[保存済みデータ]
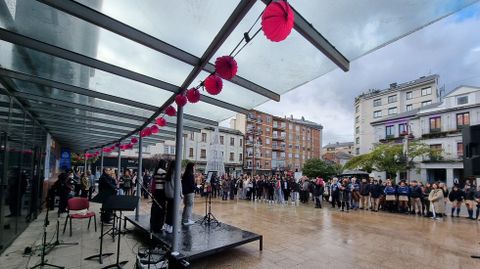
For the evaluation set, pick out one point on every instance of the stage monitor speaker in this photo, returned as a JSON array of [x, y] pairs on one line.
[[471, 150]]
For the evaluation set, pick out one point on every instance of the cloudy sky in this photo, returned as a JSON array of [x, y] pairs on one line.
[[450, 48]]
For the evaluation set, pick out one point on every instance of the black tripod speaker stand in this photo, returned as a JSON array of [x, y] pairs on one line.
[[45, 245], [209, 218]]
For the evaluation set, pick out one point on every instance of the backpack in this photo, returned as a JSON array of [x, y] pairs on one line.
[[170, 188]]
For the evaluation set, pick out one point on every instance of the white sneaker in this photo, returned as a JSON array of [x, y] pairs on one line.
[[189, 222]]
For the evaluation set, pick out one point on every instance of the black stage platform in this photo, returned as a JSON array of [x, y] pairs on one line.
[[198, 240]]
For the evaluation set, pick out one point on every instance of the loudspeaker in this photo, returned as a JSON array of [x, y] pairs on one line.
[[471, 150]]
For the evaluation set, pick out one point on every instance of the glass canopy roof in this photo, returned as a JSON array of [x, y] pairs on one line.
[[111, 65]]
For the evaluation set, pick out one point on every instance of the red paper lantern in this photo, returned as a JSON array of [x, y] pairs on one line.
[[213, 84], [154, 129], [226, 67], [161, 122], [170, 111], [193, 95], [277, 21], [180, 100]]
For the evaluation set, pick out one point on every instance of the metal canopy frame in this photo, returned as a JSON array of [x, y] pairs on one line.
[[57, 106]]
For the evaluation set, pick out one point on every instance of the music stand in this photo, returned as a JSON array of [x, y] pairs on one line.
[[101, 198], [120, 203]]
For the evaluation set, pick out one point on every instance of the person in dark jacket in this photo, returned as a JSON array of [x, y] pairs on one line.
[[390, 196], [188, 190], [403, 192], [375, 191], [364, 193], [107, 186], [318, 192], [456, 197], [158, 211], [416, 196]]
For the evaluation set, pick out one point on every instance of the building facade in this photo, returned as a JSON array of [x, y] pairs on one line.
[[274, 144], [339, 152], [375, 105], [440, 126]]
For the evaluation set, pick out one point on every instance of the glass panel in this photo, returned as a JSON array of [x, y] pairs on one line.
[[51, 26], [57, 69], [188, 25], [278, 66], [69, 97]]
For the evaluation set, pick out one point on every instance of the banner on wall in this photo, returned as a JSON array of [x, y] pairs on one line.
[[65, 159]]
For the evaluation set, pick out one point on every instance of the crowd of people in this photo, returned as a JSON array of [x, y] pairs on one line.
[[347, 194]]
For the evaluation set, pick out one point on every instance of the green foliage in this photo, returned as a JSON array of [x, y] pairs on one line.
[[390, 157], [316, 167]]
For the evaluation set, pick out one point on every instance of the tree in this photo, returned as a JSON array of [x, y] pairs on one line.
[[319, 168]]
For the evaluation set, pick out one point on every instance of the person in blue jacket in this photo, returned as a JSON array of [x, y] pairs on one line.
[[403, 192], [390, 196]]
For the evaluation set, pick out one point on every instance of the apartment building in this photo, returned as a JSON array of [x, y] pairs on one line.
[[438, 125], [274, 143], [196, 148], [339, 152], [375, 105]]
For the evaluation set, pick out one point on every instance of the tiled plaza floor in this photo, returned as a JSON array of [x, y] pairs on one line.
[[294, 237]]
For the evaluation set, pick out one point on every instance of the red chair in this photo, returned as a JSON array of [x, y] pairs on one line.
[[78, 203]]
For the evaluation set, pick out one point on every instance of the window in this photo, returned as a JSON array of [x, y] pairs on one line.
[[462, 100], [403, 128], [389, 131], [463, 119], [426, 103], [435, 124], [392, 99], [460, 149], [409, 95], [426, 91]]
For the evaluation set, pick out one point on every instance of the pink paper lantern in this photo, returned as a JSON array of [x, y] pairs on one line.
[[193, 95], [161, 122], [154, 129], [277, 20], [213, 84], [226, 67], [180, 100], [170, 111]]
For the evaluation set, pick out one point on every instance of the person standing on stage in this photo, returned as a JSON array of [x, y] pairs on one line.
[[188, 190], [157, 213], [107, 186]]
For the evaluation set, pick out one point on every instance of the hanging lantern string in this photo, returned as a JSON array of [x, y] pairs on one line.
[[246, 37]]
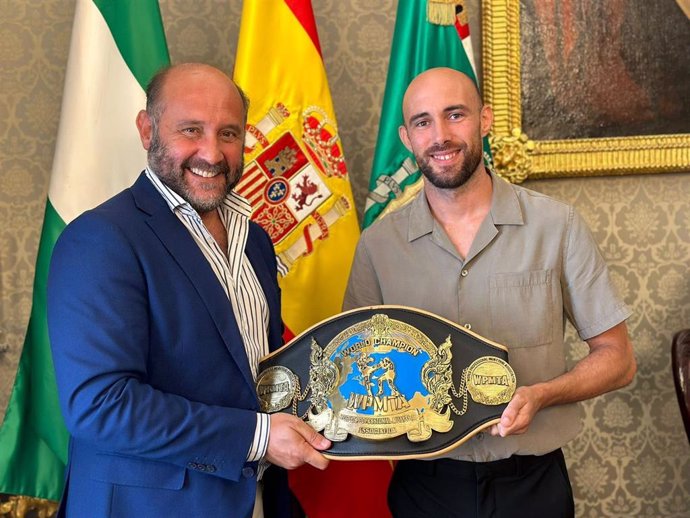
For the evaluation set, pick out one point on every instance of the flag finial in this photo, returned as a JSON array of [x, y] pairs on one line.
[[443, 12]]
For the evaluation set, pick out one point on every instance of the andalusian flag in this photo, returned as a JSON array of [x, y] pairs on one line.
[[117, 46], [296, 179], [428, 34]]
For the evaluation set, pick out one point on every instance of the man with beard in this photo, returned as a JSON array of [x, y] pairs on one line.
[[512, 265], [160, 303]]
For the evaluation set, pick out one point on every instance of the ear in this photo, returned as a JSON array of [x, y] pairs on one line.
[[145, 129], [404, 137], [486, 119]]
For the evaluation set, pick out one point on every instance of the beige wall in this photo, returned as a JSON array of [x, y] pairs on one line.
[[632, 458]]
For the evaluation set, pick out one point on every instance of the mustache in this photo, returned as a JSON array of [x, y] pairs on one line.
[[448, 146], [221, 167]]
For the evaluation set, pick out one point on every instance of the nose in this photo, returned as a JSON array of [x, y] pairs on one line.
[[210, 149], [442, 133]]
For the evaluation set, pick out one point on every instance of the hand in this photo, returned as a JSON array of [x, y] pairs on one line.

### 作業内容
すべてのデータについて、「in this photo」を「in this image」に改め、それ以外は一切変えずに各行を書き直してください。画像は出力に含めないでください。

### 作業の出力
For the evaluation set, pick out one point on every instance of the stage monitor speaker in this image, returned as a JSON array of [x, y] pairs on one line.
[[471, 150]]
For the evaluation set, pick out one point on every instance of the cloudy sky in this image, returned as a JSON array of [x, y] pairs on one line.
[[450, 48]]
For the evaluation set, pick out one point on every instance of the black tripod speaker stand in this image, returned as a JSON array of [x, y] pairs on one line.
[[45, 245], [209, 218]]
For the evaluation set, pick out one point on every instance of the backpack in this image, returned as a JSON array of [x, y] pairs on one line.
[[170, 188]]
For the evaluation set, pick out one point on every instance of the white sneaker in this image, returned as a JSON array of [x, y] pairs on one line.
[[189, 222]]
For the evaluation set, pick out one point on every instance of the black stage platform in this image, returned as a JSON array of [x, y] pairs on one line.
[[198, 240]]
For the evaluation set, pick out one point on every instance of the loudspeaker in this image, returned as a JSON array of [x, y] pairs on one line.
[[471, 150]]
For the evaluation set, pick out one point on every instance of the glass canopy roof in this image, returned as a JSON array of [x, y] pairs on one line.
[[111, 65]]
For the evaluation set, pick out one point on every instance of the red paper lantern in this image, returned as a JSON array of [x, y] pairs on one line.
[[213, 84], [154, 129], [226, 67], [161, 122], [170, 111], [193, 95], [277, 21], [180, 100]]
For the evaluation set, pick out one point on every instance of the metal canopy frame in this image, returned as a JSON array of [x, y] pairs on one line.
[[57, 106]]
For the evaluation set, pick out one point on every instance of the music stand in this image, returned as a JSON array of [x, y] pairs on one line.
[[101, 198], [120, 203]]
For the evaluation set, pick out one point on every instance of the person in dark jacket in this image, returned as a JSON array of [x, y] pairs on one line.
[[390, 196], [188, 190], [403, 192], [375, 191], [364, 193], [107, 186], [318, 192], [456, 197], [158, 211], [416, 196]]
For the evaluation set, pick out one point on every instance of the building facade in this image, returned as a JSON array of [x, y] pairs on one line.
[[274, 144], [339, 152], [375, 105], [440, 126]]
For the evaluation set, pick out one point on every instance of the glass panel in this image, returned as a JSON array of [x, y] pairs on one line.
[[51, 26], [57, 69], [188, 25], [278, 66], [69, 97]]
For the evaluation set, pick out one point on every instance of the banner on wall in this image, returned as a JSON array of [x, y] pairs on one line.
[[65, 159]]
For the evaluation set, pick out one point on every instance of the crowd of people in this image, returned as a JSON array of [x, y] pairs on one line.
[[347, 194]]
For the evaluation set, pick out one point on every instance of the green foliage in this image, returned as a JSON array of [x, y] pairs on one line.
[[390, 157], [316, 167]]
For the evaluation set, pick out one point on every instance of the tree in this image, returned as a JSON array of [x, y] pairs on one line.
[[319, 168]]
For the evaluation set, pick out one point on every instance of the person in blue jacket in this image, returned as a JSON array of [x, y] pairs on one line.
[[403, 192], [390, 196]]
For the evaluation set, pick out one point on every instance of the apartment building in this image, returned as a JSON array of [x, y] pairs on one line.
[[438, 125], [274, 143], [196, 148], [339, 152], [375, 105]]
For the evaluation set, pick out one point on every instance of the tiled plaza floor in this image, returned as a JSON array of [x, y] pairs on one line.
[[294, 237]]
For the evaluation set, pick out one point on every instance of the red chair in this image, returned as a JSON array of [x, y] pairs on one line.
[[78, 203]]
For the evaluation set, pick out one point on every instance of the window in this image, returned as a JSON array of [x, y] pairs on one line.
[[462, 100], [403, 128], [389, 131], [463, 119], [426, 103], [435, 124], [392, 99], [460, 149], [409, 95], [426, 91]]
For the evaluation set, pick out one point on every instance of the pink paper lantern in this image, returned as a JSON array of [x, y] pairs on one line.
[[193, 95], [161, 122], [154, 129], [277, 20], [213, 84], [226, 67], [180, 100], [170, 111]]
For the evaluation set, pick out one point on every instance of the person standing on stage in this image, returned as a JSON array of [x, y] pairs on one line.
[[188, 190], [157, 213], [107, 186]]
For the evaluation set, pick out one point on every instance of the hanging lantern string in this image, returned as a JSON array of [x, y] pairs on one line.
[[246, 37]]
For the evaluation set, pick out one point on every instance of the flag finial in this image, returned as a JSON array of [x, y] pairs on one line.
[[443, 12]]
For the evaluation set, pick out one point on every instance of the andalusian flag in this image, returned as a JSON array of [x, y] pairs on one line.
[[117, 46], [296, 179], [428, 34]]
For the evaluation set, pick out one point on every instance of the man with beard in this image, returned as a JSON array of [x, y] pairs on one line.
[[512, 265], [160, 303]]
For the evaluation set, pick out one point on every instance of the ear in this image, returned as a JSON array of [x, y] pairs on one line.
[[145, 129], [404, 137], [486, 119]]
For the evaluation set, pick out one point on every instance of the beige wall in this image, returned as a JSON array of [x, y] pairs on one line.
[[632, 458]]
For the evaluation set, pick out one point on every instance of the mustache in this image, returned as a JSON array of [x, y] pairs on one line.
[[448, 146], [221, 167]]
For the evaluation set, pick out one point on every instance of the nose in this image, returned as a JSON array of [x, y] pairs on one line.
[[210, 149], [442, 133]]
For the evaluation set, pick out one point on every instance of the hand in this image, returned as a JSON array of [x, y] pairs on one line.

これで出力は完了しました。